⟨
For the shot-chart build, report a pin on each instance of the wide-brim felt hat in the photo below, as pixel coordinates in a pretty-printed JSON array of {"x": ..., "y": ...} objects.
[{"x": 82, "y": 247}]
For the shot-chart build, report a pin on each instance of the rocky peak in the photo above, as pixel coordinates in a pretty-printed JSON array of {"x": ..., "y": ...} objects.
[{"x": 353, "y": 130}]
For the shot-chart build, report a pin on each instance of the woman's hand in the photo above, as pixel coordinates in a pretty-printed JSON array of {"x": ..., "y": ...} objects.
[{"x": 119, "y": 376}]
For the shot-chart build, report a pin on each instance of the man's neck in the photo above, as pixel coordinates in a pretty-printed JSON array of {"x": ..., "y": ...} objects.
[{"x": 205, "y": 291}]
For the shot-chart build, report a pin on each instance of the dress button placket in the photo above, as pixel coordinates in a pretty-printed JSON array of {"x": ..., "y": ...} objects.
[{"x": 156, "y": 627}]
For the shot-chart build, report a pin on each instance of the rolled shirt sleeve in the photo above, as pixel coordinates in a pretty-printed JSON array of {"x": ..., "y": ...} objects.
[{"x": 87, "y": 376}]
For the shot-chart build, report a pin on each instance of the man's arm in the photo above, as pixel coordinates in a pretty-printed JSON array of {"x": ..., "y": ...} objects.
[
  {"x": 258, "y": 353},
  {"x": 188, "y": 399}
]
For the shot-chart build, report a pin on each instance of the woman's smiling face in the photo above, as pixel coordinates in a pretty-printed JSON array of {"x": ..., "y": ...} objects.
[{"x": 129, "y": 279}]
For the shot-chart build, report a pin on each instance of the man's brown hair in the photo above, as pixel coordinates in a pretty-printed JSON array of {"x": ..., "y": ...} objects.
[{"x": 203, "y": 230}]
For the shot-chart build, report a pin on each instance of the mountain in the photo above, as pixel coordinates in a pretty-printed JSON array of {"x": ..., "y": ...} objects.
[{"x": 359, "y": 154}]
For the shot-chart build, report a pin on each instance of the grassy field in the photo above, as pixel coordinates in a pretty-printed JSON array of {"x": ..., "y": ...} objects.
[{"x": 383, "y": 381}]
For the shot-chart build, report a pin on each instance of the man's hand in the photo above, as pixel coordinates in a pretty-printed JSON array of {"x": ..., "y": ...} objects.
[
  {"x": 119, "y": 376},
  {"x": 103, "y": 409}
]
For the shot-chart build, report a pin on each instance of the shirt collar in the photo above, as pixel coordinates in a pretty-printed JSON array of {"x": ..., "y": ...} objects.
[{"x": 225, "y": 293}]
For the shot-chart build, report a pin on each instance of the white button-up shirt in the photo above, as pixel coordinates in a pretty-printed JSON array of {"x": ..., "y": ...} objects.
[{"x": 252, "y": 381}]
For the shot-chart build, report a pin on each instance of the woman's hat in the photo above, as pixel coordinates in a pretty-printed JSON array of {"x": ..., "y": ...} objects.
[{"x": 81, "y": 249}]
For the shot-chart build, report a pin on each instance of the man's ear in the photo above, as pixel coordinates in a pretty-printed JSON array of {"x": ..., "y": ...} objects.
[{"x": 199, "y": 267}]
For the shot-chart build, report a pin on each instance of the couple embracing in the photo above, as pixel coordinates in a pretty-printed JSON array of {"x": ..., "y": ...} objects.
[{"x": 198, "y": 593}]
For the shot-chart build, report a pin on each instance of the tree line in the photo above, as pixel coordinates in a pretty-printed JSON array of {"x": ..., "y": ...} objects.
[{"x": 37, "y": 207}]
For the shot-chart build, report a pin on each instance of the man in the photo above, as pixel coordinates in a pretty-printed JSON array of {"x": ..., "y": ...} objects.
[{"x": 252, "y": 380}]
⟩
(WHAT IS BEING ASKED): Nothing may be left out: return each entry exactly as it reads.

(RESULT OF THIS TASK):
For the shot-chart build, report a pin on each instance of the wide-brim felt hat in the photo below, as pixel coordinates in a pretty-printed JSON array of {"x": ..., "y": ...} objects.
[{"x": 82, "y": 247}]
For the shot-chart build, report a pin on each instance of the rocky peak in the photo above, as pixel coordinates in a pretty-printed JSON array of {"x": ..., "y": ...} objects.
[{"x": 353, "y": 130}]
For the shot-chart build, report a pin on each instance of the woman's hand in the photo above, as pixel coordinates in a pretty-printed JSON array of {"x": ..., "y": ...} objects.
[{"x": 119, "y": 376}]
For the shot-chart build, report a pin on each instance of the man's neck in the photo above, as pixel coordinates in a pretty-printed JSON array of {"x": ..., "y": ...} objects.
[{"x": 205, "y": 291}]
For the shot-chart build, report a pin on each instance of the dress button placket in the photo above, as pixel coordinates in a pretty-printed JSON array of {"x": ..., "y": ...} objects.
[{"x": 156, "y": 627}]
For the shot-chart build, report a pin on each instance of the rolled shirt sleeve in the photo above, as pixel coordinates in a pretty-printed JSON array of {"x": ..., "y": ...} objects.
[{"x": 87, "y": 376}]
For the shot-chart build, report a pin on each instance of the man's arm in the photo above, as pixel coordinates in a pretty-printed JSON array of {"x": ..., "y": ...} objects.
[
  {"x": 258, "y": 353},
  {"x": 188, "y": 399}
]
For the shot-chart build, report a pin on each instance of the woman's smiling face in the photo above, as pixel coordinates in a pretty-printed JSON array of {"x": ..., "y": ...} objects.
[{"x": 129, "y": 279}]
For the shot-chart build, report a pin on each instance of the man's brown hair in the photo above, as pixel coordinates in a pretty-printed JSON array of {"x": ..., "y": ...} objects.
[{"x": 203, "y": 230}]
For the shot-chart build, report a pin on each instance of the mountain in the photo above, as pixel coordinates in a pretty-printed JSON array of {"x": ..., "y": ...} objects.
[{"x": 359, "y": 154}]
For the shot-chart build, report a pin on each instance of the grassy field in the photo above, as pixel coordinates in a pretty-printed JSON array of {"x": ..., "y": ...} objects.
[{"x": 383, "y": 381}]
For the shot-chart build, report a pin on each instance of the man's hand in the photo above, as pixel coordinates in a pretty-printed JSON array of {"x": ..., "y": ...} objects.
[
  {"x": 119, "y": 376},
  {"x": 103, "y": 409}
]
For the shot-chart build, report a pin on each instance of the shirt collar in the photo above, as pixel coordinates in a pretty-printed JSON array of {"x": ..., "y": ...} objects.
[{"x": 225, "y": 293}]
For the shot-chart build, report a pin on each instance of the white button-up shirt in the photo above, as pixel coordinates in a pretty-printed JSON array of {"x": ..., "y": ...} objects.
[{"x": 252, "y": 381}]
For the shot-chart build, report a pin on each instance of the woman's hat in the photo above, as pixel coordinates in a pretty-printed JSON array of {"x": ..., "y": ...} objects.
[{"x": 81, "y": 249}]
For the shot-chart build, report a pin on each instance of the man's ear in the photo above, as pixel coordinates in a pretty-printed JSON array of {"x": ..., "y": ...} objects.
[{"x": 199, "y": 267}]
For the shot-chart build, report a pin on each instance of the couple embracing in the photo above, as pixel coordinates in a pretty-printed JSON array of {"x": ..., "y": ...} objects.
[{"x": 198, "y": 593}]
For the shot-chart build, report a pin on each instance of the tree line in the photo above, as pixel coordinates in a pretty-printed JSON array of {"x": ..., "y": ...} objects.
[{"x": 37, "y": 207}]
For the shot-chart build, report a pin on each instance of the man in the photo above, as pixel coordinates in a pretty-printed JSON array of {"x": ..., "y": ...} objects.
[{"x": 252, "y": 380}]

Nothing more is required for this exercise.